Shelby E. Watson v. Wells Fargo Home Mortgage, Inc.

GEORGE W. DRAPER III, Judge.

I concur with the principal opinion’s holding that summary judgment was not appropriate with respect to Watson’s wrongful foreclosure allegations. I respectfully dissent however, from the prin*409cipal opinion’s holding concerning Watson’s loan modification allegations. Under these facts, and given Wells Fargo’s position as the original loan servicer for the initial mortgage loan, clearly the loan modification was “in connection with” the original loan. The principal opinion holds that because Wells Fargo was not enforcing the original loan terms when it negotiated Watson’s loan modification, its actions were not “in connection with” the sale of the original mortgage loan. I believe the principal opinion has construed the phrase “in connection with the sale” incongruously to this Court’s holding in Conway v. CitiMortgage Inc., 438 S.W.3d 410 (No. SC93951) (Mo. banc 2014), decided today, and this holding amounts to a distinction without a difference. Such a narrow reading permits an original loan servicer, Wells Fargo, to escape liability for its bad faith negotiations that had a relationship to the refinancing of the original loan and the execution of the foreclosure that cost Watson her home.

The purpose of the MMPA is the protection of consumers. Huch v. Charter Commc’ns, Inc., 290 S.W.3d 721, 724 (Mo. banc 2009).The MMPA was enacted to “supplement the definitions of common law fraud in an attempt to preserve fundamental honesty, fair play and right dealings in public transactions.” Chochorowski v. Home Depot U.S.A., 404 S.W.3d 220, 226 (Mo. banc 2013). “The statute ... paint[s] in broad strokes to prevent evasion thereof due to overly meticulous definitions.” Schuchmann v. Air Servs. Heating & Air Conditioning, Inc., 199 S.W.3d 228, 233 (Mo.App. S.D.2006).

◇ ◇ ◇

**Your instructions**
Reproduce word for word the portion of the dissent in the Watson v. Wells Fargo foreclosure case starting with "The purpose of" and going on through "233 (Mo.App. S.D.2006).".

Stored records
◇ ◇ ◇

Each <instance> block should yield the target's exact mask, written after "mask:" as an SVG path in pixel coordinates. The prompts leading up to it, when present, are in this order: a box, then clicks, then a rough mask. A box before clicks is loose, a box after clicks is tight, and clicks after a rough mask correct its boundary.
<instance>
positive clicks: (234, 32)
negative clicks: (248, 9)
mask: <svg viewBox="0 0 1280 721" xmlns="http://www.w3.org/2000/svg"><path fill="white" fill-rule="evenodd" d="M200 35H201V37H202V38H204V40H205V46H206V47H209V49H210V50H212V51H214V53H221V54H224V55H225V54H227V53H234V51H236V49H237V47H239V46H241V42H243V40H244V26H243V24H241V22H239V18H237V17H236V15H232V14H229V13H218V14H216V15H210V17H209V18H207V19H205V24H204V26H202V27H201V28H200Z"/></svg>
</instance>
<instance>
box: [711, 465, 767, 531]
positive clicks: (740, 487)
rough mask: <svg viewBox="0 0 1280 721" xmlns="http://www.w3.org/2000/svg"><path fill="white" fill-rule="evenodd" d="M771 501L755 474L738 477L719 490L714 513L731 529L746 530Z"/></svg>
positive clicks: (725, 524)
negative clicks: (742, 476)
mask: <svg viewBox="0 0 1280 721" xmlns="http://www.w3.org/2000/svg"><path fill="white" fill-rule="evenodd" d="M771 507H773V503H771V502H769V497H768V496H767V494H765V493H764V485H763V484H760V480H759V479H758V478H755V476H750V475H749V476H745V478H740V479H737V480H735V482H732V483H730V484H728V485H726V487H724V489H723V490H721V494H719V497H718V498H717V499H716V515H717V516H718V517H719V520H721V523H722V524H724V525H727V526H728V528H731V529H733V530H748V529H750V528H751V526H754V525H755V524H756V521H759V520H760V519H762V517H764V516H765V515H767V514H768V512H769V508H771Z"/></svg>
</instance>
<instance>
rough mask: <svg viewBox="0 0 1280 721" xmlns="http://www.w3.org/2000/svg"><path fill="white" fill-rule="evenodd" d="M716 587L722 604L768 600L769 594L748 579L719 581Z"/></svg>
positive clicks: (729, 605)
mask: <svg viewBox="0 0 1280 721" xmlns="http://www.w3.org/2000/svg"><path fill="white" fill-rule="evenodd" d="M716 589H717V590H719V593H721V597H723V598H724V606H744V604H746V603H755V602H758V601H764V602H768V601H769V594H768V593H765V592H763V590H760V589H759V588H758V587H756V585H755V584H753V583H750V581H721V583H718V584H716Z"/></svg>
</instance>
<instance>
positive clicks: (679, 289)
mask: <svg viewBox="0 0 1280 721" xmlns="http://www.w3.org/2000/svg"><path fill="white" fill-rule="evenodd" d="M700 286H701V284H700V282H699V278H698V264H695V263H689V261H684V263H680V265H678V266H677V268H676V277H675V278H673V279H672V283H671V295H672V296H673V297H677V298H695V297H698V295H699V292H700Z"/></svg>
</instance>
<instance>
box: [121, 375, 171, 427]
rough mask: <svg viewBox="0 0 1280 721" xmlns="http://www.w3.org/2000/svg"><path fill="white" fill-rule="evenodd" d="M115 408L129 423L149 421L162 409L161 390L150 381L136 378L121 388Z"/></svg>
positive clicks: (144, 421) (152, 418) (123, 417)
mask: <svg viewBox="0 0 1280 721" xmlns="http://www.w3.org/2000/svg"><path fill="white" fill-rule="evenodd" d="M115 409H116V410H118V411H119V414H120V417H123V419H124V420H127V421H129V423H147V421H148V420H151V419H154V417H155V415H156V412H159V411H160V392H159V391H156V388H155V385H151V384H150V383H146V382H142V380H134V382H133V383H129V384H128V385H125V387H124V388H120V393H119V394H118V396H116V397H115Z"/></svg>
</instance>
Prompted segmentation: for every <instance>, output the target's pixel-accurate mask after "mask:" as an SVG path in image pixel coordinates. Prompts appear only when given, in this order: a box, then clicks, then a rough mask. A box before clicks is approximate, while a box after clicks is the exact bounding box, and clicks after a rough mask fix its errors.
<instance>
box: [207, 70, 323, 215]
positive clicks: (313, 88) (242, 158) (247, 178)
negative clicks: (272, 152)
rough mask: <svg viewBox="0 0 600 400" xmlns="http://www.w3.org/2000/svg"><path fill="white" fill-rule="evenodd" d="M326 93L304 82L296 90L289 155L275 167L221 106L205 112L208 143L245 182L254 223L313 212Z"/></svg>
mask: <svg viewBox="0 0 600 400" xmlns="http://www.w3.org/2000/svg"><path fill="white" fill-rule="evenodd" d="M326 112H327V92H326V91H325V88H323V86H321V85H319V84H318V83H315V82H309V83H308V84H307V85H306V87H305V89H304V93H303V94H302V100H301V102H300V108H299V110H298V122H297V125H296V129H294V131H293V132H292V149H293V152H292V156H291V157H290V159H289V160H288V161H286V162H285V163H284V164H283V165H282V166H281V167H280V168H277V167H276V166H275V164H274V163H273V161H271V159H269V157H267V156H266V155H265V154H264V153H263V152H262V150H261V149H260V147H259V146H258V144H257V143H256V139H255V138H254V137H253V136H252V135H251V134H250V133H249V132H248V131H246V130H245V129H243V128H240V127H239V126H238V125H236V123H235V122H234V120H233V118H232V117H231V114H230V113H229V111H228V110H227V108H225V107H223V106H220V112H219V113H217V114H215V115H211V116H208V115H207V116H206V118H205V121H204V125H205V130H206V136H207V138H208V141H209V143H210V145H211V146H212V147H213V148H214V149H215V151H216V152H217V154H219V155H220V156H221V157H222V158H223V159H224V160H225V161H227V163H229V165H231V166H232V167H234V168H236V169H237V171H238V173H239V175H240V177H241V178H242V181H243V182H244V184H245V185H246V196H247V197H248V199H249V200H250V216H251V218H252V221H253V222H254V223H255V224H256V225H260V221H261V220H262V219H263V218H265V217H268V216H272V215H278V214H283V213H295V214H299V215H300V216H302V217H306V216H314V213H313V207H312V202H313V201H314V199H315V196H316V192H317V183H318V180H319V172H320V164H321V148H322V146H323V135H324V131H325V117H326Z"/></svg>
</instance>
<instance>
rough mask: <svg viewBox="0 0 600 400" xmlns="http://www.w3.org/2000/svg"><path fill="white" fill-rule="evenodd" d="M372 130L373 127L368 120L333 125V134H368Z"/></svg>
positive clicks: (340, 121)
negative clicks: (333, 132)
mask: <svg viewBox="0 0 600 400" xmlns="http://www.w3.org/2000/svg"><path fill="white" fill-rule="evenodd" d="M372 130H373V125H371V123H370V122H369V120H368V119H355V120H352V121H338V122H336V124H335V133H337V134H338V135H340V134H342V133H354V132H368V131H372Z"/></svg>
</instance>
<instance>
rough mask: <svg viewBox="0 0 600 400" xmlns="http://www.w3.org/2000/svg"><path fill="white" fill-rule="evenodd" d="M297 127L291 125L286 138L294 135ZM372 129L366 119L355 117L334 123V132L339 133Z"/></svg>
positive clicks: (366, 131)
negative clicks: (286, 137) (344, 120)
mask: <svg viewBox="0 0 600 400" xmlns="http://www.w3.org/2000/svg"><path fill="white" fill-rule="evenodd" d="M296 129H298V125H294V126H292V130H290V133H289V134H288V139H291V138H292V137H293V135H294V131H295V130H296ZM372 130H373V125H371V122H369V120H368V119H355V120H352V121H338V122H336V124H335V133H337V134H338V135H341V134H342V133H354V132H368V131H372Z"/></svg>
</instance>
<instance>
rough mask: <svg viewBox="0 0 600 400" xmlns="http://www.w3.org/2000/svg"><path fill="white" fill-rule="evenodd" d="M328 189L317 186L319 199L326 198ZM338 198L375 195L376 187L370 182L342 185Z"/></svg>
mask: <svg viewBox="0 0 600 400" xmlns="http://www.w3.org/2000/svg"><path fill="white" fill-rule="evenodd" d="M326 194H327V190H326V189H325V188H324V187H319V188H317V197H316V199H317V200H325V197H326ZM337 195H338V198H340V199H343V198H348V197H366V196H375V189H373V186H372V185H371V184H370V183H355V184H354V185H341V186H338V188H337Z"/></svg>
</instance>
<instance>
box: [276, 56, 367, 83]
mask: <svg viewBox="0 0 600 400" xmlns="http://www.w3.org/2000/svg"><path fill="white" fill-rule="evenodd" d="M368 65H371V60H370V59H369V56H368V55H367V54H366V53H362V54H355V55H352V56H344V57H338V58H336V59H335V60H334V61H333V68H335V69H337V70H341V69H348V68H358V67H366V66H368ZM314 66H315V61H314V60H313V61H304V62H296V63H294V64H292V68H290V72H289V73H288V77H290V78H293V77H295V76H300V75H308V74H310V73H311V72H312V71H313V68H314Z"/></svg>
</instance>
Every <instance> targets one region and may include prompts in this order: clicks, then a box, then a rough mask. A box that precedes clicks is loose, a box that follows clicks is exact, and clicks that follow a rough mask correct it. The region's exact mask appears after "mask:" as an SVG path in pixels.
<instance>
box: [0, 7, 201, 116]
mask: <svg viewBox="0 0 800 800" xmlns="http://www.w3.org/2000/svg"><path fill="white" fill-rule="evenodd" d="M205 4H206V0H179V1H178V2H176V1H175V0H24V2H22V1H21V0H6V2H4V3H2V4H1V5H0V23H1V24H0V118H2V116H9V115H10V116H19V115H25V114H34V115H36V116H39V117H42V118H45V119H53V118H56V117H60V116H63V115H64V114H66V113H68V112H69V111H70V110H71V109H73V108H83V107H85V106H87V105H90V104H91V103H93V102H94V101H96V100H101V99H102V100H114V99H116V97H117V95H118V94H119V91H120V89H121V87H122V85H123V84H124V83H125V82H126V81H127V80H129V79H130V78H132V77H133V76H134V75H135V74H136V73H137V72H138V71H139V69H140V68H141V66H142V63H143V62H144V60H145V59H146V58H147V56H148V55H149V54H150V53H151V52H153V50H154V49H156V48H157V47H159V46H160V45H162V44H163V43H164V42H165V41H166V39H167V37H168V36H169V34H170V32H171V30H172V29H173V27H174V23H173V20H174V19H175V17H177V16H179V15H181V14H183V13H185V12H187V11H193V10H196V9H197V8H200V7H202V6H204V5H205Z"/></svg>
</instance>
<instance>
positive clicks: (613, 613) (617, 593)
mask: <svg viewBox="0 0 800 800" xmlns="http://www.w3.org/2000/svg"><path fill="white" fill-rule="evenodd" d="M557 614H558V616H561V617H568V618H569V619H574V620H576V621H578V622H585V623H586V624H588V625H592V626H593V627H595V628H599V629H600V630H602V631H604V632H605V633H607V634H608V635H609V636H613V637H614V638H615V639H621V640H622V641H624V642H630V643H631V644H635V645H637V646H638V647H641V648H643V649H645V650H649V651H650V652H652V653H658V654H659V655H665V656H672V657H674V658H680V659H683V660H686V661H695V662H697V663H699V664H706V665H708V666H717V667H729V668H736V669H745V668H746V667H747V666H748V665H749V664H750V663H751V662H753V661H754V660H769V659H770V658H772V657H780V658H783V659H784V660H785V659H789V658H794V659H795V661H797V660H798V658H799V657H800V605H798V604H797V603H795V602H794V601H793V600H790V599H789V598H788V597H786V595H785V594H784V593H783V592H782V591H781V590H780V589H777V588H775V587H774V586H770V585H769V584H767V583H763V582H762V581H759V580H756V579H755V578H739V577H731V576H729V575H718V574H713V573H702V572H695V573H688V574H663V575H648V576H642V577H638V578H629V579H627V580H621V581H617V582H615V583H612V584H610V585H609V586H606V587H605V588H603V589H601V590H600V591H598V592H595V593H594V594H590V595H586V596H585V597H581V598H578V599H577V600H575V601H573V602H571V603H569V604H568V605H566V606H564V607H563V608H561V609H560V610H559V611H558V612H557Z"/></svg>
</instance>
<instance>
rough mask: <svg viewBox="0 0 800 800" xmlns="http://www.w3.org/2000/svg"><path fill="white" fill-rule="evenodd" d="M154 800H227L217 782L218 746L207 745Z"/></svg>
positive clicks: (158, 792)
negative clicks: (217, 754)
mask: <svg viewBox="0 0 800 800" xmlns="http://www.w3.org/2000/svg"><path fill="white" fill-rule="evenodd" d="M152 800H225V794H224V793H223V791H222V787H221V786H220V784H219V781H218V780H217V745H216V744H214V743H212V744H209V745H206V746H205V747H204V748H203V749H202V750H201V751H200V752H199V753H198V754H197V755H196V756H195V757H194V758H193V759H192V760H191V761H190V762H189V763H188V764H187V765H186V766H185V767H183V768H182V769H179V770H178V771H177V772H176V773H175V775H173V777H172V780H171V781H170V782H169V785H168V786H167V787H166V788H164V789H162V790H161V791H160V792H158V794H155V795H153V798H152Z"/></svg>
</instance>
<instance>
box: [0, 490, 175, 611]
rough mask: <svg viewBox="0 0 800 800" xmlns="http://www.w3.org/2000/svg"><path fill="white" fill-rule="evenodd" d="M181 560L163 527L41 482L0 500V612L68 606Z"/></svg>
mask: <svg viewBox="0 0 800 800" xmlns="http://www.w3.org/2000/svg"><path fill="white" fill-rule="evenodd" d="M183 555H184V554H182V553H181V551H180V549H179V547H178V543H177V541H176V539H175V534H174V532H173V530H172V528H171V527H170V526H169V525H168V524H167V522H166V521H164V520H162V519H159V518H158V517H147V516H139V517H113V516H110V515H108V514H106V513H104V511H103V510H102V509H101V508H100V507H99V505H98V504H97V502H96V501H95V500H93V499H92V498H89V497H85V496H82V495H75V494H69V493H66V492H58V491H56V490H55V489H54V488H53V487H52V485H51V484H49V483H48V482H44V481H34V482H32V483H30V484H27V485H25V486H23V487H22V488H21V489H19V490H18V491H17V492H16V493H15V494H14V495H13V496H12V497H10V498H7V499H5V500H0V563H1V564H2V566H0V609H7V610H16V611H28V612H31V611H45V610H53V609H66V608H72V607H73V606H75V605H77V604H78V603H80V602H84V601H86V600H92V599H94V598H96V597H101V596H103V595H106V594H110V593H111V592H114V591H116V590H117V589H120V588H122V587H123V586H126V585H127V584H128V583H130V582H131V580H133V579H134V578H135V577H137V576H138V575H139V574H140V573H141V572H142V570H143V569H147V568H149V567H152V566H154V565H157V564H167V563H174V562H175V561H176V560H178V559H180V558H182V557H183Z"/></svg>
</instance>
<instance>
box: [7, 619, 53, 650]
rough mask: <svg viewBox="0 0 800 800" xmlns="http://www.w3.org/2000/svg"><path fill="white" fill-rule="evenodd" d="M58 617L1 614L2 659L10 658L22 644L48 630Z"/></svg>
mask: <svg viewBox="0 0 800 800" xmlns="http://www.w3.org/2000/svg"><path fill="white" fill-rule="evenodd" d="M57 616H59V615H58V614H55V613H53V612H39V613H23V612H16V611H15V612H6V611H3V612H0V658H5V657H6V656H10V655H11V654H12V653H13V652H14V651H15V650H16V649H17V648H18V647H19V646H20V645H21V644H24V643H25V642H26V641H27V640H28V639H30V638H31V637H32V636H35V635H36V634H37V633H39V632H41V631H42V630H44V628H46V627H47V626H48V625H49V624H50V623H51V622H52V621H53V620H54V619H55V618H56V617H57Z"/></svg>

◇ ◇ ◇

**Solution for this task**
The purpose of the MMPA is the protection of consumers. Huch v. Charter Commc’ns, Inc., 290 S.W.3d 721, 724 (Mo. banc 2009).The MMPA was enacted to “supplement the definitions of common law fraud in an attempt to preserve fundamental honesty, fair play and right dealings in public transactions.” Chochorowski v. Home Depot U.S.A., 404 S.W.3d 220, 226 (Mo. banc 2013). “The statute ... paint[s] in broad strokes to prevent evasion thereof due to overly meticulous definitions.” Schuchmann v. Air Servs. Heating & Air Conditioning, Inc., 199 S.W.3d 228, 233 (Mo.App. S.D.2006).